Coordinate annotation records:
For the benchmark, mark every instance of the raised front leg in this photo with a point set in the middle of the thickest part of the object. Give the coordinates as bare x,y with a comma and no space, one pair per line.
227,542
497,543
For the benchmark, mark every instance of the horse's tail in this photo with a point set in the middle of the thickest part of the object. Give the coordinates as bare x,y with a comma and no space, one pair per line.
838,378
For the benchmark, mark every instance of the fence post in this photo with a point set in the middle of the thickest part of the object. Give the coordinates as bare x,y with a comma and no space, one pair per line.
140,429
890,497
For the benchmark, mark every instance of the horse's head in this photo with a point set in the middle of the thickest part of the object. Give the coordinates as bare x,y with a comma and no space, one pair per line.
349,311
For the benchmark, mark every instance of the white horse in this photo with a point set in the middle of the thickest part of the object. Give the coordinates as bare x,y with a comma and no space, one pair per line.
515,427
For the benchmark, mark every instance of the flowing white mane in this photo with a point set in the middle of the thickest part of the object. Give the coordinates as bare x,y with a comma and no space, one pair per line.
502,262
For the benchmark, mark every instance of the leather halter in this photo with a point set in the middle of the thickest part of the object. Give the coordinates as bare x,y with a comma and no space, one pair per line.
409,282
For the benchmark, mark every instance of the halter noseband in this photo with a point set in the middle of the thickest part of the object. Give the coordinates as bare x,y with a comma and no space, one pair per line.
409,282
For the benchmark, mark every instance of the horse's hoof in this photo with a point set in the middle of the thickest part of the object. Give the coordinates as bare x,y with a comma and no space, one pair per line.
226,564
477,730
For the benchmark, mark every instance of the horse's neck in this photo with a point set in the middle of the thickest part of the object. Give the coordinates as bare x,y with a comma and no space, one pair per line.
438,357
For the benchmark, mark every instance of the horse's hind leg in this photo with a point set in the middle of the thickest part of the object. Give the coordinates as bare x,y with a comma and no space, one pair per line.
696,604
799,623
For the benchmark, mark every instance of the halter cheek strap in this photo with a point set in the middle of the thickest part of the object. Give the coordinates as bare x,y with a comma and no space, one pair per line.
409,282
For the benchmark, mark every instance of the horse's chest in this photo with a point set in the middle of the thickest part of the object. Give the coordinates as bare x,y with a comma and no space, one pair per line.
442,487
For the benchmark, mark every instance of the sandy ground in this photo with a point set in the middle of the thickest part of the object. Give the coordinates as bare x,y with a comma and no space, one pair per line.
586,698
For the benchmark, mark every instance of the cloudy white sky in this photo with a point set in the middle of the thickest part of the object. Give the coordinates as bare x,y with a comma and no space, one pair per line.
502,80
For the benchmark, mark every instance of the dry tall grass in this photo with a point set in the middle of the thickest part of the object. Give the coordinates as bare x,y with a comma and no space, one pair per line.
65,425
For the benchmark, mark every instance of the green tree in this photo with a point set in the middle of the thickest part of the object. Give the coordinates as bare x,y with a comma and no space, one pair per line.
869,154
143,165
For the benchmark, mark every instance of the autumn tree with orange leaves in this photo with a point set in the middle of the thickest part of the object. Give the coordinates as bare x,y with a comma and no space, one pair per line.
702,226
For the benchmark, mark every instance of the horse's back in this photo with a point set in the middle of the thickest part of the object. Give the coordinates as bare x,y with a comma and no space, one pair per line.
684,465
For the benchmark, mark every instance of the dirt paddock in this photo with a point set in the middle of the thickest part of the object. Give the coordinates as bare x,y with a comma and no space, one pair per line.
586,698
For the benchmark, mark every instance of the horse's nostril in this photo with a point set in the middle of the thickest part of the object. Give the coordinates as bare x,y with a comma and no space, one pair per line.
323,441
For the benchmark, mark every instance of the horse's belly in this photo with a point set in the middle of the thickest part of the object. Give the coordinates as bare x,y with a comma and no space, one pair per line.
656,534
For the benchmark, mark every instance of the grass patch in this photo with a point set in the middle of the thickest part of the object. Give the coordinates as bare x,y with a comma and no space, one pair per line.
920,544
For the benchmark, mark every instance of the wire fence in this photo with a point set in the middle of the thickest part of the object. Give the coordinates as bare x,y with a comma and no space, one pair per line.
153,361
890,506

> Short task
Put every line of the material above into a Markdown table with two columns, Row for the row number and Line for the line itself. Skip any blank lines.

> Task response
| Row | Line |
|---|---|
| 1 | For the benchmark, mark every instance of the raised front leg in this photo with a point set in the middle of the thickest part of the object. Give the coordinates as bare x,y with a comma and no space, one pair per line. |
| 2 | 227,542 |
| 3 | 497,543 |
| 4 | For the benchmark, mark every instance of the horse's tail in this photo with a point set in the middle of the thickest part of the object. Give the coordinates as bare x,y with a comma and no space, one pair per line. |
| 5 | 838,378 |
| 6 | For the benchmark, mark every instance of the fence post in this photo with a point set in the middle of the thickest part of the object. Give the coordinates as bare x,y with a comma and no space, one pair per line. |
| 7 | 140,429 |
| 8 | 890,497 |
| 9 | For the benchmark, mark every instance of the horse's head in this photo with a point set in the middle of the thickest part of the object. Give the coordinates as bare x,y with a comma and no space, one pair per line. |
| 10 | 349,311 |
| 11 | For the benchmark, mark every instance of the white horse in this photo with a point set in the middle of the thickest part of the object. Give the coordinates as bare x,y with a comma and no space, one pair per line. |
| 12 | 515,427 |
| 13 | For the benchmark, mark every instance of the flowing white mane in this photo with a point set in the middle of the thickest part of the object. Give the coordinates as bare x,y with a comma and no space, one pair per line. |
| 14 | 502,262 |
| 15 | For the benchmark, mark every instance of the leather halter in this photo with a point set in the middle of the thickest part of the object. Give the coordinates as bare x,y with a comma and no space, one pair per line. |
| 16 | 409,282 |
| 17 | For the benchmark, mark every instance of the halter noseband in this photo with a point set in the middle of the thickest part of the object. Give the coordinates as bare x,y with a comma and no space, one pair per line. |
| 18 | 409,282 |
| 19 | For the benchmark, mark every instance of the horse's hoof in this photo with a point set in the middle of the thickest part of the object. Give the coordinates as bare x,y with a comma and no space, one pair per line. |
| 20 | 226,564 |
| 21 | 477,730 |
| 22 | For the benchmark, mark every instance of the horse's neck in this photo with a point set in the middle of the thickest part of the object. Give the coordinates as bare x,y with a comma and no space, one pair per line. |
| 23 | 438,357 |
| 24 | For the benchmark, mark every instance of the horse's hind leg in this photo with a point set in the middle of the thickest part of the object. Give the coordinates as bare x,y with a comma and no space, one pair per line. |
| 25 | 696,604 |
| 26 | 799,623 |
| 27 | For the benchmark, mark every instance of the halter cheek strap in this photo with a point set in the middle of the thickest part of the object. Give the coordinates as bare x,y with a comma and no space, one pair per line. |
| 28 | 409,282 |
| 29 | For the benchmark, mark every instance of the horse's chest in this photo with a point set in the middle of the thickest part of the object. Give the coordinates as bare x,y with a comma and no space, one pair per line. |
| 30 | 442,487 |
| 31 | For the benchmark, mark every instance of the sandy ground in this photo with a point set in the middle of the thickest part of the object. Give the coordinates as bare x,y with a comma and no space, one pair per line. |
| 32 | 586,698 |
| 33 | For the benchmark, mark every instance of the cloudy white sky in this photo with a point set in the middle of the thickest part of the object. Give the coordinates as bare x,y with a comma and no space, one pair per line. |
| 34 | 502,80 |
| 35 | For the benchmark, mark every instance of the dry tall grass in this photo with a point set in the middle of the thickest part of the object. Give the coordinates as bare x,y with a comma and no space, one pair per line. |
| 36 | 65,425 |
| 37 | For the benchmark, mark every instance of the green tree in this photo with a point set in the middle of the thickest part of the object. Give the coordinates as bare x,y with a comma and no space, one pair per line. |
| 38 | 869,154 |
| 39 | 143,165 |
| 40 | For the benchmark, mark every instance of the autumn tree with orange leaves in this photo with a point set in the middle of the thickest part of the object. Give the coordinates as bare x,y with a comma and no space, one pair per line. |
| 41 | 702,226 |
| 42 | For the benchmark, mark every instance of the horse's back in this photo with a point set in the middle of the thickest part of the object. Give the coordinates as bare x,y with a comma and no space, one pair per line. |
| 43 | 684,465 |
| 44 | For the benchmark, mark every instance of the dirt paddock in this photo with a point set in the middle of the thickest part of the object. Give the coordinates as bare x,y with a comma and no space, one pair per line. |
| 45 | 586,698 |
| 46 | For the benchmark, mark every instance of the horse's nostril in this photo with a point set in the middle of the thickest part of the object. Give the coordinates as bare x,y with a comma and no space, one pair per line. |
| 47 | 323,441 |
| 48 | For the benchmark, mark every instance of the horse's belly in this photo with a point set in the middle of the thickest part of the object. Give the coordinates as bare x,y with a comma and no space, one pair per line. |
| 49 | 656,534 |
| 50 | For the benchmark, mark every instance of the grass patch in this photo with a point set in the middle of the thickest part of the object. Give the coordinates as bare x,y with a comma and no space, one pair per line. |
| 51 | 920,544 |
| 52 | For the benchmark, mark every instance of the wire fence in this photo with a point set in the middle of the thickest part of the object. Give the coordinates as bare x,y with a comma and no space, one pair per line. |
| 53 | 153,361 |
| 54 | 890,506 |